### Challenge a
List every line of the records as a numbered list, skipping any blank lines.

### Document extract

Far from a meet-cute story, ME AND EARL AND THE DYING GIRL takes the time to watch both of its leads slowly remove themselves from their comfort zones, complete with witty comebacks and a healthy cynicism, and settle into substantial exchanges with another human being that are actually going to have a lasting impact of both. This isn’t a teenage love story, but it absolutely is a tale of two people who find someone else to love them in a protective and abundantly kind way. And of course, the second we start to find ourselves wanting to hang with these two forever, Rachel’s illness takes a turn for the worse, and the film enters a realm that no one on either side of the screen is prepared (it’s right there in the title, folks).

Peppered with supporting performances from an all-around great cast, including Jon Bernthal as a teacher who allows Greg and Earl to watch great movies in his office; Molly Shannon as Olivia’s inappropriately flirty mother; and most shockingly, a grown-up Bobb’e J. Thompson (ROLE MODELS) as Earl’s trash-talking older brother, ME AND EARL AND THE DYING GIRL takes familiar elements from teen comedies and find inventive ways of presenting them and making them feel fresh and alive. Ultimately, however, it’s the film’s emotional components that are going to simultaneously lift your soul and crush your heart. Led by the tremendous trio of Mann, Cooke and Cyler, this is a film that will linger in your mind and tear ducts long after you see it.


BROOKLYN
Look at it as the lighter side of THE IMMIGRANT, the new film from director John Crowley (INTERMISSION, BOY A, CLOSED CIRCUIT), BROOKLYN, tells the story of young Eilis Lacey (Saoirse Ronan), an Irish lass who boldly leaves the safe and predictable life in her mother’s home for a new life in 1950s New York City. Although her biggest hardships in the Brooklyn boarding house she’s staying in (run by Julie Walters) are being homesick and having an overly strict boss (played by Jessica Pare, from “Mad Men”) at her retail job, all seems to be made easier for her to endure when she meets a young Italian fellow named Tony (Emory Cohen, from A PLACE BEYOND THE PINES) and the two start to fall in love.

### Provided data
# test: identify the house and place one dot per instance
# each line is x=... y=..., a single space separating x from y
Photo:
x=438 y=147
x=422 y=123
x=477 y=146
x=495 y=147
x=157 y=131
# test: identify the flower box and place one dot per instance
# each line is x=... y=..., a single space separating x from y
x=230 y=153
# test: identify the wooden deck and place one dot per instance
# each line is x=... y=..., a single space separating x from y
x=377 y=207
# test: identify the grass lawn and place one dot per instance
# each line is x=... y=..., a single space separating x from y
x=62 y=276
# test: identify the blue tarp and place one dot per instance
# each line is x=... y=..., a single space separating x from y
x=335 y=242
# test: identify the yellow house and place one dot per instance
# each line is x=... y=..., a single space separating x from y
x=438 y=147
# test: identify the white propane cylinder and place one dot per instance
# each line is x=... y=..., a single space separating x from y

### Challenge b
According to the film review, who plays Eilis Lacey in BROOKLYN?

### Correct result a
1. # test: identify the house and place one dot per instance
2. # each line is x=... y=..., a single space separating x from y
3. Photo:
4. x=438 y=147
5. x=422 y=123
6. x=477 y=146
7. x=495 y=147
8. x=157 y=131
9. # test: identify the flower box and place one dot per instance
10. # each line is x=... y=..., a single space separating x from y
11. x=230 y=153
12. # test: identify the wooden deck and place one dot per instance
13. # each line is x=... y=..., a single space separating x from y
14. x=377 y=207
15. # test: identify the grass lawn and place one dot per instance
16. # each line is x=... y=..., a single space separating x from y
17. x=62 y=276
18. # test: identify the blue tarp and place one dot per instance
19. # each line is x=... y=..., a single space separating x from y
20. x=335 y=242
21. # test: identify the yellow house and place one dot per instance
22. # each line is x=... y=..., a single space separating x from y
23. x=438 y=147
24. # test: identify the white propane cylinder and place one dot per instance
25. # each line is x=... y=..., a single space separating x from y

### Correct result b
Saoirse Ronan